• [Short task a]: Show every line of the records that contains the string "strawberries", matching case.

• [Extract]:
One green crab can eat 40 half-inch clams a day, or 30 small oysters. A half-acre wild mussel bed in Plum Island Sound, that locals considered an easy visit for a bushel of mussels, is gone, according to Rowley Shellfish Commissioner Jack Grundstrom. 

Green crabs also destroy native eel grass, a critical nursery for marine life, by burrowing into the mud, thus shredding the grasses at their base. Grundstrom actually points his 83-year-old finger right at green crabs for the collapse of the entire fishing industry, as these voracious beasts are devouring the food chain at its base.  

“Most of the food for the entire ecosystem comes from the North Shore’s Great Marsh,” he said.

The Great Marsh is the largest continuous stretch of salt marsh in New England, including more than 20,000 acres of marsh, barrier beach, tidal river, estuary, mud flat and upland islands across the North Shore, from Gloucester to Salisbury.

“Once that food is cut off, as green crabs are doing, all of our fishing culture is destroyed,” Grundstrom said.

Beal cites green crabs’ almost amazing tolerance for temperature and salinity fluctuations. Adult crabs can even live out of water for up to 10 days at summer temperatures. On the crustacean’s awesome vitality, Beal’s green crab paper, presented at the Maine summit, states, “Gregarious behavior encourages sexual encounter rates.” Green crabs reproduce like mad. 

Grundstrom explains a popular theory on why the green crabs, after making trouble for centuries, are now such a critical problem.  

“There had been a theory circulating for years that clams did very well after a harsh winter, believing that those hard conditions took a ‘skim’ off the mud flats, making it easier for the clams to burrow,” he said. 

Now, people believe that the clams did better after harsh winters because the green crabs didn’t, giving the clams a break for a couple of years.

The current theory is, according to Grundstrom, that a new strain of green crabs can withstand even lower temperatures. The new strain is crossbreeding with the old crabs and is able to survive harsher conditions. While some fishermen trapping crabs this year actually believe there really are fewer, because of last winter’s heavy toll, most people in the industry anticipate disaster ahead, and soon.

• [Recorded information]:
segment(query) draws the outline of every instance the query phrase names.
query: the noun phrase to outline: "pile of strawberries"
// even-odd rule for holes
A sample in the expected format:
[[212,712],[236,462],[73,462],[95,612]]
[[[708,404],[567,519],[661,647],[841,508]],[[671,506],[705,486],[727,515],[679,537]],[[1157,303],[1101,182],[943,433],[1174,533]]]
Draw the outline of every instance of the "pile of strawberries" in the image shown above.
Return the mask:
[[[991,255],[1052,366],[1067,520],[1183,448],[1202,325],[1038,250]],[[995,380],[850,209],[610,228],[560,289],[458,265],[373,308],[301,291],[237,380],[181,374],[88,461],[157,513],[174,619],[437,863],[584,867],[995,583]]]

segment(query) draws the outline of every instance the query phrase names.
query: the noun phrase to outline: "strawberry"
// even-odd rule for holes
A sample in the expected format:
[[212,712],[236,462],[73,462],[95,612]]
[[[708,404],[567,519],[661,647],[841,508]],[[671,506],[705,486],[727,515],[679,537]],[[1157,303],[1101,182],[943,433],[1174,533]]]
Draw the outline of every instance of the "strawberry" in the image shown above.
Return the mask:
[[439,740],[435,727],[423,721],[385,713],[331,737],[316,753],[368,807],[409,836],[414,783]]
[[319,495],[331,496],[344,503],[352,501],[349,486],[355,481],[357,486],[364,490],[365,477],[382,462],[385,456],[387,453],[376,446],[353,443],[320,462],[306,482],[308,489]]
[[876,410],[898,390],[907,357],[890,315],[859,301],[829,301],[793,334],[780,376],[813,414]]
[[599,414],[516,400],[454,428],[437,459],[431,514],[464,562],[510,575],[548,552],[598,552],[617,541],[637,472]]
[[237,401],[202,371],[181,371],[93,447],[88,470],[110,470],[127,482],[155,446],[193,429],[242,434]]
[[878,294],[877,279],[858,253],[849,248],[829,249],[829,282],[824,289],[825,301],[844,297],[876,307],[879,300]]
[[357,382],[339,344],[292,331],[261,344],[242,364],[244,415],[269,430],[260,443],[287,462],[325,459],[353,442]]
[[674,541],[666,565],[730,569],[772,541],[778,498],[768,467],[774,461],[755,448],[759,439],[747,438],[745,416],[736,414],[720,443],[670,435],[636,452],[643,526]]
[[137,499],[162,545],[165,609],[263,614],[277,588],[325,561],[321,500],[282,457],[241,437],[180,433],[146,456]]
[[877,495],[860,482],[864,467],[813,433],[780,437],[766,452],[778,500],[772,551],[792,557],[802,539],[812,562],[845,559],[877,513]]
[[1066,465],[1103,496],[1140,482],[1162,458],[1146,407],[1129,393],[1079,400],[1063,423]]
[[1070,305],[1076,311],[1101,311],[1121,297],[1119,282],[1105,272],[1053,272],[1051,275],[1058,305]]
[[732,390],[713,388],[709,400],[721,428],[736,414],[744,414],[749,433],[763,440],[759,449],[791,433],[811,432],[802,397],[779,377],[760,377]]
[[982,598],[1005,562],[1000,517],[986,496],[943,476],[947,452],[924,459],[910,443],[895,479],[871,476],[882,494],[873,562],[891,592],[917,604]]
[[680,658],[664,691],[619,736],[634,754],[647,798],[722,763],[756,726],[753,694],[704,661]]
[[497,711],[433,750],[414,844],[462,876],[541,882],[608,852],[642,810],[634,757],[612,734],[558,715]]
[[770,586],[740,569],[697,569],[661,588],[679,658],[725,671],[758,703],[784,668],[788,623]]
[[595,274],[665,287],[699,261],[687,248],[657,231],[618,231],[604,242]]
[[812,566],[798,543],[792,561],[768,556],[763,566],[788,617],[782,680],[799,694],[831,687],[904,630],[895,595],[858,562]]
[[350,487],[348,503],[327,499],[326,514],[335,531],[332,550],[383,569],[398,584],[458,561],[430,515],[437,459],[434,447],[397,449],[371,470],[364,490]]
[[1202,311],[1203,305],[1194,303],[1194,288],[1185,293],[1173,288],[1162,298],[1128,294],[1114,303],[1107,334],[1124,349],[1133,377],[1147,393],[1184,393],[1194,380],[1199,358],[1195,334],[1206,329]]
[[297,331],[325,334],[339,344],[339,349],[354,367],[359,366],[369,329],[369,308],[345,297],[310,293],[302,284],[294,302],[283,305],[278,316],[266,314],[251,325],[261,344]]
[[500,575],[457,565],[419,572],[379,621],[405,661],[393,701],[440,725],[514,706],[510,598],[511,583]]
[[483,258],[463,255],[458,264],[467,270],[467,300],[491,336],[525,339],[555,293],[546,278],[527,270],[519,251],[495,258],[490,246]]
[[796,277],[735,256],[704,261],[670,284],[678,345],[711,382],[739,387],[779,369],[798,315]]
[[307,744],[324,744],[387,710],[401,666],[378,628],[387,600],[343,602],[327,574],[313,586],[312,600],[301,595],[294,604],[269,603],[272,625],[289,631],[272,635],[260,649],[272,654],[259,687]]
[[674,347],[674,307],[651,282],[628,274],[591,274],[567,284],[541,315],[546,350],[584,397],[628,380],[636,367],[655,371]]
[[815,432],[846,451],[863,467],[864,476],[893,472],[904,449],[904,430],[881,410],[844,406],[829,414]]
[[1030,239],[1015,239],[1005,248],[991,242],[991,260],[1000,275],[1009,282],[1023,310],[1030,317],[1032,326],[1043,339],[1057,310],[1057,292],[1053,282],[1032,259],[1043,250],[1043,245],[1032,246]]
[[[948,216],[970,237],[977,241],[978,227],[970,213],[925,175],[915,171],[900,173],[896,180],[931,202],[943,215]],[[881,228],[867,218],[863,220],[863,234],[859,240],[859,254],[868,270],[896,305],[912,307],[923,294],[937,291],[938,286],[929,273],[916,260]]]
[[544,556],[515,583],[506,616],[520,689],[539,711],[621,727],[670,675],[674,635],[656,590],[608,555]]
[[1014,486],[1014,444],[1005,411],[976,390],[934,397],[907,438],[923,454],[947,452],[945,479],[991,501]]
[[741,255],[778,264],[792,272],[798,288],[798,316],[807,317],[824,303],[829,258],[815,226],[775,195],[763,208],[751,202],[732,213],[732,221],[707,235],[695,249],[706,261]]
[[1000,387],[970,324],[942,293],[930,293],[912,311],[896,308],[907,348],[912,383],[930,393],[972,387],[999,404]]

• [Short task b]:
Answer from the green crab passage:
(i) How many half-inch clams can one green crab eat in a day?
(ii) For how long can adult crabs live out of water at summer temperatures?
(iii) The Great Marsh includes more than how many acres?

• [Complete answer a]:
query: the noun phrase to outline: "pile of strawberries"
Draw the outline of every instance of the "pile of strawberries" in the image shown above.

• [Complete answer b]:
(i) 40
(ii) Up to 10 days
(iii) 20,000 acres